Format the lines in the records below as a numbered list, starting with the line containing "trace --target clear" and continuing through the line containing "155], [2, 375]]]". Leave out any blank lines and include nothing beyond that range.

--- Start ---

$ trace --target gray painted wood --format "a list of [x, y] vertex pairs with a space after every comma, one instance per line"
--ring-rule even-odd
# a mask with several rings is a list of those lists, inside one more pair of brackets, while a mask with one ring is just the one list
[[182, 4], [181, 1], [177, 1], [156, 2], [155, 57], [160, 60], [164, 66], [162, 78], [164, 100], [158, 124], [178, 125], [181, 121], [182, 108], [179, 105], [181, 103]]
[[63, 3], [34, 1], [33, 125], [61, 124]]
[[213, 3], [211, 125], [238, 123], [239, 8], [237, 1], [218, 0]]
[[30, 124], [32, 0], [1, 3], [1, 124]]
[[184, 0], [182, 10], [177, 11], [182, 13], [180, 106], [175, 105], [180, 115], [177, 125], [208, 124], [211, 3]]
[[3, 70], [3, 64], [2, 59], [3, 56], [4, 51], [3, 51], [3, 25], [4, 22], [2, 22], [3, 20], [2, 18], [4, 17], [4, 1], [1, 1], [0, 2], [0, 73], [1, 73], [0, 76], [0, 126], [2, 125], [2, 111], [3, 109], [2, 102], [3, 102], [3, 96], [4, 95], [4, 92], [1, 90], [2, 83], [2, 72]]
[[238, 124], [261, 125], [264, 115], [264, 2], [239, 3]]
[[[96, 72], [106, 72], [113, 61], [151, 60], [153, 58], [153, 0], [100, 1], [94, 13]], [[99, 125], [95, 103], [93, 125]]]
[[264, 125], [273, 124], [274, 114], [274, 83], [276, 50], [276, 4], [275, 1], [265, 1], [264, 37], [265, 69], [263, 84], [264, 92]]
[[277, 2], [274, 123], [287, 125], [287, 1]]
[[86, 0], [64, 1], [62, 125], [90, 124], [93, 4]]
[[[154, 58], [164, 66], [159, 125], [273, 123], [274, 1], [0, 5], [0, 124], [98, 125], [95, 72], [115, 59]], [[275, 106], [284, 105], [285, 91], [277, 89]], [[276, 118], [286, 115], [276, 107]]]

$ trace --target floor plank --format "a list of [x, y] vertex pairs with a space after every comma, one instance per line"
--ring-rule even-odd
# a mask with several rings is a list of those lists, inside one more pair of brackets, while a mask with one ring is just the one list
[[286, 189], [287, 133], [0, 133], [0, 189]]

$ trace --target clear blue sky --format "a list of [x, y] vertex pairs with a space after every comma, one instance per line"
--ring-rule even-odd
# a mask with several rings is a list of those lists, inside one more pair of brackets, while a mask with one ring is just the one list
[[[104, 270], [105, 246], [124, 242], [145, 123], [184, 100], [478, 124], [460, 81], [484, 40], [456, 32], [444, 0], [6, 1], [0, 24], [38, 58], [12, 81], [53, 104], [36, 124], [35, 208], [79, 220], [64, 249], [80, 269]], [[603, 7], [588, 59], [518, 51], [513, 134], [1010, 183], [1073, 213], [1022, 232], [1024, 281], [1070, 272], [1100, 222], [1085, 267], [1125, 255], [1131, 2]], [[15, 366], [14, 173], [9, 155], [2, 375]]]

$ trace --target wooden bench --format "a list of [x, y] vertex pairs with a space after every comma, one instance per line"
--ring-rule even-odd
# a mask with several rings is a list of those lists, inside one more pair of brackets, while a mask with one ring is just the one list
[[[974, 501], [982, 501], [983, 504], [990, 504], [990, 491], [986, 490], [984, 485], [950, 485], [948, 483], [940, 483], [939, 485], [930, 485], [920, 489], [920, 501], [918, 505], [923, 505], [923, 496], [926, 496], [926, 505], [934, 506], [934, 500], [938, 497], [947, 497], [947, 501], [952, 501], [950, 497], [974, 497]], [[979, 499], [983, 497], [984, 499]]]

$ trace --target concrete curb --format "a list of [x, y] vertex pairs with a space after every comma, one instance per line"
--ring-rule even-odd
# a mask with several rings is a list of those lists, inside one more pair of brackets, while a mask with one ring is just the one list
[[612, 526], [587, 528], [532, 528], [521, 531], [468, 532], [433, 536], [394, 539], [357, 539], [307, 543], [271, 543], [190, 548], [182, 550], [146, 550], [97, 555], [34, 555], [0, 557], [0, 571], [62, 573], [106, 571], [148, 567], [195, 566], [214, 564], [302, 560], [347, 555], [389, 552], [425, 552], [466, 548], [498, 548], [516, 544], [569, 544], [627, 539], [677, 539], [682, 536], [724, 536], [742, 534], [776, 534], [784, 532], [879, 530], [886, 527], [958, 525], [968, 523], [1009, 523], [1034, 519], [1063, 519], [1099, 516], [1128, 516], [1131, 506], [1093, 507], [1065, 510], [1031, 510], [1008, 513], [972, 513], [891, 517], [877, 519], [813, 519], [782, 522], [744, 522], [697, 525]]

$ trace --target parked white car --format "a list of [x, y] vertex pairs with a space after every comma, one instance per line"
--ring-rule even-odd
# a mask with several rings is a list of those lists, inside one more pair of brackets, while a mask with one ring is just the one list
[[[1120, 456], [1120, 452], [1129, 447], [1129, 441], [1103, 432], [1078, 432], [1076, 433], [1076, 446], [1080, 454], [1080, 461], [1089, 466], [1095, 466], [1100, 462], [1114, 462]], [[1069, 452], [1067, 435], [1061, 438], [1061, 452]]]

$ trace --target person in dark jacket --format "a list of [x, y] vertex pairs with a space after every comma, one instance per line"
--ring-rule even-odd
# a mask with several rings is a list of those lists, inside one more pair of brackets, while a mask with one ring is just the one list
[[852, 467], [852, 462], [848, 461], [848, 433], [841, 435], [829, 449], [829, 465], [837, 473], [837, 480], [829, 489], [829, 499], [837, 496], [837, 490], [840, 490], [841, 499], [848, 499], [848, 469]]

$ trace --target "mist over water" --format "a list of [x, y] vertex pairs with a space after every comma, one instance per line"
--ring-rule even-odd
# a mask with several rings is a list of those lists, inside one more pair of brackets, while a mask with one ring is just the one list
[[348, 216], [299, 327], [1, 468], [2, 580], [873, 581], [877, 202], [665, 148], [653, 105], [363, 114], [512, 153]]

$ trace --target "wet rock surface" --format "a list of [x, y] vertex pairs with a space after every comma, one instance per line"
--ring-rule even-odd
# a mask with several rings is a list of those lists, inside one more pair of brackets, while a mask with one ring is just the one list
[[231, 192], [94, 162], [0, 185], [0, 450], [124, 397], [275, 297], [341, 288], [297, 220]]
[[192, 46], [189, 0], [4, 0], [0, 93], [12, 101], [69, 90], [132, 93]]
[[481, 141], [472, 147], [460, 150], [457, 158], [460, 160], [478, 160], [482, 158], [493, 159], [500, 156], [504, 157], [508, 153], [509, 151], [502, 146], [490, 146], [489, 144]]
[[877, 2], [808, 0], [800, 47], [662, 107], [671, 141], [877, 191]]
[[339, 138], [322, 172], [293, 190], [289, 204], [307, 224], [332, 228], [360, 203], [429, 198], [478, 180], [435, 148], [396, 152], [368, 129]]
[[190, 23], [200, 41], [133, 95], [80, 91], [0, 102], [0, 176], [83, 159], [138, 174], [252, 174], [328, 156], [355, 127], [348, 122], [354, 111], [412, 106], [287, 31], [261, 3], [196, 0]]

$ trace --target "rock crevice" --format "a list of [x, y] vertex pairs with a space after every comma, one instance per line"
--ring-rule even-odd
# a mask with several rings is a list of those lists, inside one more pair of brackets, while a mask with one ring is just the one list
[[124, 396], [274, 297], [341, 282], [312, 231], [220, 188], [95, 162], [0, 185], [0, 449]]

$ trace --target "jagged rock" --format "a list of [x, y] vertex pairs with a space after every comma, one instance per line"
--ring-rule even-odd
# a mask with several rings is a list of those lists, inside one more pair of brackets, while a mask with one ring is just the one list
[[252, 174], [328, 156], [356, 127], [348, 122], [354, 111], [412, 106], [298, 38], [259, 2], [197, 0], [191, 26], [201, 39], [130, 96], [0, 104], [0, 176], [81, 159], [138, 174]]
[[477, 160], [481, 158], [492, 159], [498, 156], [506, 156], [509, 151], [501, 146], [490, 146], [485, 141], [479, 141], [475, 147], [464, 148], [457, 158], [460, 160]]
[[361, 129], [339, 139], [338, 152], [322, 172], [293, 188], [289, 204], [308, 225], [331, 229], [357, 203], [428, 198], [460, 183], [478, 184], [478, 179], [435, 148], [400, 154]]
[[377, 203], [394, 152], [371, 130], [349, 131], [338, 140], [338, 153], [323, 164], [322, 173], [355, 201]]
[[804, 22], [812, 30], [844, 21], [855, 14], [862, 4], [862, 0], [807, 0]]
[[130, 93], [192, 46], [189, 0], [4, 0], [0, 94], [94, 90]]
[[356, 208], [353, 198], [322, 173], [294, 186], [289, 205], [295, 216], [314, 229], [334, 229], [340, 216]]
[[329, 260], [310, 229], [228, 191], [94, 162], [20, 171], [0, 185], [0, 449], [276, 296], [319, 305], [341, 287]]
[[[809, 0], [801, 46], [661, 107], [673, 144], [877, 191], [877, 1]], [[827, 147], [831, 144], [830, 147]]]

--- End ---

--- TASK SOLUTION ---
1. $ trace --target clear blue sky --format "a list of [x, y] vertex pairs with a space after every comma, one instance per line"
2. --ring-rule even-odd
3. # a mask with several rings is a list of those lists, inside one more pair of brackets, while a mask with one ring is just the one list
4. [[[104, 270], [105, 246], [124, 242], [145, 123], [184, 100], [478, 124], [460, 81], [484, 40], [456, 32], [444, 0], [6, 1], [0, 24], [38, 58], [12, 81], [53, 104], [36, 124], [35, 208], [79, 220], [64, 249], [80, 269]], [[603, 7], [588, 59], [518, 51], [513, 134], [1010, 183], [1073, 213], [1022, 232], [1024, 281], [1070, 272], [1100, 222], [1085, 267], [1125, 255], [1131, 2]], [[15, 366], [14, 173], [9, 155], [2, 375]]]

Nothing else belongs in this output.